• **What to do**
Pull out each line of the listing below that contains the word "building".

• **Input data**
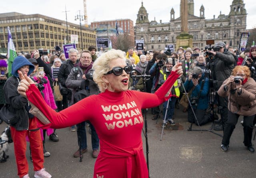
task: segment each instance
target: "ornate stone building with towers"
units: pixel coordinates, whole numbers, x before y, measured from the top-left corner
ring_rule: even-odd
[[[222,14],[220,12],[218,16],[214,15],[210,19],[205,19],[203,5],[198,10],[199,16],[195,16],[194,0],[187,0],[188,32],[193,36],[192,48],[202,49],[206,45],[206,40],[210,39],[214,39],[215,43],[222,41],[235,48],[238,47],[241,34],[246,32],[246,11],[243,0],[233,0],[228,15]],[[148,14],[142,2],[134,28],[135,39],[143,39],[148,50],[164,49],[168,44],[174,44],[176,49],[179,47],[176,44],[176,38],[181,33],[182,14],[175,18],[173,8],[170,13],[168,22],[163,22],[162,20],[157,22],[155,18],[150,21]]]

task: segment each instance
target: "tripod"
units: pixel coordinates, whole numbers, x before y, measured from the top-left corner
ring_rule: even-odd
[[[208,63],[208,64],[206,65],[206,72],[205,73],[205,75],[204,75],[204,77],[203,80],[202,80],[202,85],[201,86],[201,89],[200,90],[200,92],[199,93],[199,95],[198,95],[198,99],[197,99],[196,102],[196,103],[198,102],[198,101],[199,100],[199,99],[200,99],[200,93],[201,92],[203,89],[203,87],[204,86],[204,82],[205,81],[205,79],[206,78],[206,74],[209,73],[210,74],[210,70],[209,70],[209,67],[210,65],[211,65],[211,67],[212,67],[212,69],[213,68],[214,69],[212,70],[212,72],[214,72],[214,63],[213,62],[212,62],[212,62],[209,62]],[[210,76],[209,76],[210,77]],[[212,109],[212,117],[213,117],[213,118],[212,119],[212,120],[213,121],[213,122],[212,124],[212,126],[211,127],[208,129],[202,129],[201,128],[200,128],[200,130],[198,130],[198,129],[192,129],[192,125],[193,125],[193,123],[191,123],[191,124],[190,125],[190,127],[189,127],[188,128],[188,131],[209,131],[210,132],[211,132],[212,133],[213,133],[214,134],[216,134],[217,135],[218,135],[222,137],[222,135],[221,135],[221,134],[218,134],[218,133],[216,133],[215,132],[214,132],[214,131],[212,131],[212,129],[214,128],[215,125],[215,123],[214,122],[214,99],[216,98],[217,99],[217,103],[219,103],[219,101],[218,101],[218,96],[216,95],[216,93],[217,93],[217,90],[216,89],[217,88],[217,82],[218,81],[216,80],[212,80],[212,79],[210,79],[210,81],[212,81],[212,87],[210,87],[210,89],[209,90],[209,92],[210,92],[210,108],[211,109]],[[189,102],[190,104],[190,102]],[[191,107],[191,109],[192,109],[192,106],[190,105],[190,107]],[[196,109],[197,109],[197,105],[196,105],[196,108],[195,108],[195,111],[196,110]],[[218,106],[218,111],[219,112],[219,113],[220,114],[221,117],[222,117],[222,107],[221,106]],[[193,111],[193,110],[192,110]],[[194,111],[193,111],[193,114],[194,114]],[[196,118],[196,117],[195,117],[195,118]],[[198,120],[197,120],[197,119],[196,119],[197,121],[197,123],[198,124],[198,126],[200,127],[199,123],[198,122]],[[221,119],[221,120],[222,123],[222,128],[223,129],[223,131],[224,130],[224,123],[223,123],[223,119]]]
[[[140,74],[140,72],[138,71],[137,70],[133,69],[132,69],[133,71],[136,71],[136,72]],[[146,81],[150,79],[150,77],[151,77],[150,75],[132,75],[132,78],[134,79],[134,80],[135,81],[135,89],[137,89],[137,83],[136,82],[137,78],[137,77],[141,77],[142,79],[142,81],[143,82],[143,91],[146,91]],[[142,131],[143,132],[143,134],[145,136],[145,138],[146,138],[146,158],[147,161],[147,167],[148,167],[148,177],[150,178],[149,176],[149,161],[148,161],[148,154],[149,153],[149,150],[148,150],[148,122],[147,120],[147,111],[148,111],[148,109],[142,109],[142,116],[144,117],[144,123],[145,125],[145,131],[142,129]]]

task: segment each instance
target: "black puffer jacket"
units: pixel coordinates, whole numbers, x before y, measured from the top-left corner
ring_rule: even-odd
[[[77,63],[78,61],[77,61]],[[66,86],[66,80],[68,78],[68,75],[71,71],[71,69],[74,67],[74,64],[72,62],[68,59],[64,62],[60,67],[60,71],[58,74],[58,81],[64,87]]]
[[[231,75],[235,59],[234,55],[229,51],[224,53],[217,52],[213,61],[214,65],[211,66],[211,71],[214,71],[214,79],[218,80],[217,87],[218,89],[224,81]]]
[[[4,86],[4,90],[6,103],[9,106],[9,109],[15,113],[17,117],[17,123],[12,126],[17,131],[23,131],[28,129],[28,119],[34,116],[28,113],[31,107],[28,100],[17,91],[18,80],[20,79],[14,76],[9,78]]]

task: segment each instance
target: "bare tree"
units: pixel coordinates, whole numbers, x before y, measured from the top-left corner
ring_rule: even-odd
[[[110,40],[112,43],[112,47],[116,49],[120,49],[126,51],[130,47],[134,46],[134,39],[128,34],[121,34],[116,37],[112,36]]]

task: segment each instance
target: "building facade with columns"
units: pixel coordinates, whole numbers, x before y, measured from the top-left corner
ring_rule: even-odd
[[[83,26],[80,29],[79,25],[39,14],[9,12],[0,14],[0,48],[7,48],[8,26],[10,28],[17,52],[43,48],[52,52],[55,51],[56,45],[62,47],[63,44],[71,43],[71,34],[78,35],[78,44],[76,44],[78,50],[96,45],[96,31],[93,29]]]
[[[206,45],[206,40],[214,39],[215,43],[222,41],[235,48],[238,48],[242,32],[246,32],[246,11],[243,0],[233,0],[227,15],[220,12],[218,16],[206,19],[204,8],[202,5],[200,16],[194,15],[193,0],[188,0],[188,33],[193,36],[193,48],[202,49]],[[181,13],[181,11],[180,11]],[[142,2],[134,27],[136,40],[144,40],[144,46],[148,50],[162,50],[168,44],[174,44],[175,49],[176,38],[181,32],[180,14],[175,18],[174,10],[170,12],[170,20],[157,22],[155,18],[150,21],[148,14]]]

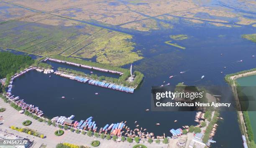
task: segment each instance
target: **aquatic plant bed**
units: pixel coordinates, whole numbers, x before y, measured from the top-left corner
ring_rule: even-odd
[[[0,112],[3,112],[5,111],[5,108],[0,108]]]
[[[137,144],[136,145],[133,146],[133,148],[147,148],[147,147],[142,144]]]
[[[54,134],[56,136],[60,136],[64,134],[64,131],[62,130],[57,130],[54,132]]]
[[[30,120],[26,120],[22,123],[24,126],[28,126],[32,124],[32,121]]]
[[[128,78],[131,76],[130,71],[127,69],[114,66],[108,64],[92,62],[60,56],[52,56],[52,58],[46,58],[44,61],[46,61],[47,60],[52,60],[59,63],[71,64],[75,66],[87,69],[93,69],[106,72],[119,74],[121,75],[121,76],[118,79],[104,76],[101,76],[98,77],[97,75],[94,75],[94,79],[105,80],[109,83],[116,84],[125,87],[136,88],[142,81],[144,77],[143,74],[141,72],[138,71],[135,71],[133,74],[135,76],[134,80],[133,82],[130,82],[127,81]],[[62,69],[62,70],[67,72],[75,71],[73,70],[67,71],[65,69]],[[77,72],[75,73],[77,73]],[[83,76],[85,75],[85,74],[83,73],[82,74]]]
[[[91,143],[91,145],[95,147],[100,145],[100,141],[98,140],[93,140]]]
[[[174,46],[176,47],[178,47],[179,48],[180,48],[181,49],[186,49],[186,47],[182,47],[182,46],[180,46],[176,44],[176,43],[170,43],[170,42],[172,42],[172,41],[166,41],[164,42],[164,43],[167,44],[168,45],[170,45],[171,46]]]

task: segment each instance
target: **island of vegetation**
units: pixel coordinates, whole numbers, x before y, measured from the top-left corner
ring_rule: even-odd
[[[256,74],[256,68],[239,71],[234,74],[227,74],[225,77],[225,81],[231,87],[235,99],[237,100],[236,107],[238,110],[242,110],[242,102],[240,102],[238,93],[239,84],[236,82],[238,78]],[[247,142],[249,148],[256,148],[254,141],[254,134],[251,124],[250,117],[248,111],[237,111],[239,128],[242,134],[246,136]]]
[[[256,43],[256,33],[243,34],[242,35],[242,37]]]
[[[168,45],[170,45],[172,46],[174,46],[174,47],[177,47],[177,48],[180,48],[182,49],[186,49],[186,47],[181,46],[180,46],[177,44],[176,43],[171,43],[171,42],[172,41],[166,41],[164,42],[164,43],[165,43],[166,44],[167,44]]]
[[[98,77],[98,76],[97,76],[96,74],[85,74],[82,72],[77,71],[69,69],[66,69],[65,68],[61,67],[59,67],[58,69],[58,70],[60,71],[65,72],[68,73],[72,73],[83,77],[85,76],[86,77],[87,77],[88,78],[92,78],[95,80],[105,81],[108,82],[120,84],[123,86],[132,87],[134,88],[136,88],[141,82],[142,80],[143,79],[143,77],[144,77],[143,74],[139,71],[136,71],[133,74],[134,75],[134,79],[133,82],[130,82],[127,80],[128,78],[131,77],[130,71],[128,69],[114,66],[106,64],[92,62],[90,61],[82,60],[79,59],[67,57],[60,56],[52,56],[51,57],[52,57],[54,59],[61,61],[73,62],[80,64],[85,65],[97,67],[98,68],[122,72],[123,73],[123,74],[122,74],[120,77],[118,78],[115,78],[104,76]]]

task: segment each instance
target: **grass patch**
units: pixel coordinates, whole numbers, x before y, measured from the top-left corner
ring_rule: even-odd
[[[180,48],[182,49],[186,49],[186,47],[181,46],[180,46],[177,44],[177,43],[170,43],[171,42],[172,42],[172,41],[166,41],[164,42],[164,43],[165,43],[166,44],[167,44],[168,45],[170,45],[171,46],[174,46],[174,47],[177,47],[177,48]]]
[[[98,140],[93,140],[91,143],[91,145],[93,147],[97,147],[100,145],[100,142]]]
[[[62,130],[57,130],[54,132],[54,134],[58,136],[61,136],[64,134],[64,131]]]
[[[0,108],[0,112],[3,112],[5,111],[5,108]]]
[[[250,34],[243,34],[242,38],[246,38],[248,40],[252,41],[256,43],[256,33]]]
[[[142,144],[137,144],[133,147],[133,148],[147,148],[147,147]]]
[[[183,40],[188,38],[187,35],[185,34],[178,34],[170,36],[170,38],[174,40]]]
[[[26,120],[23,122],[22,122],[22,124],[24,126],[28,126],[32,124],[32,121],[30,120]]]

• **Finished answer**
target: "ornate stone building with towers"
target: "building facade with columns"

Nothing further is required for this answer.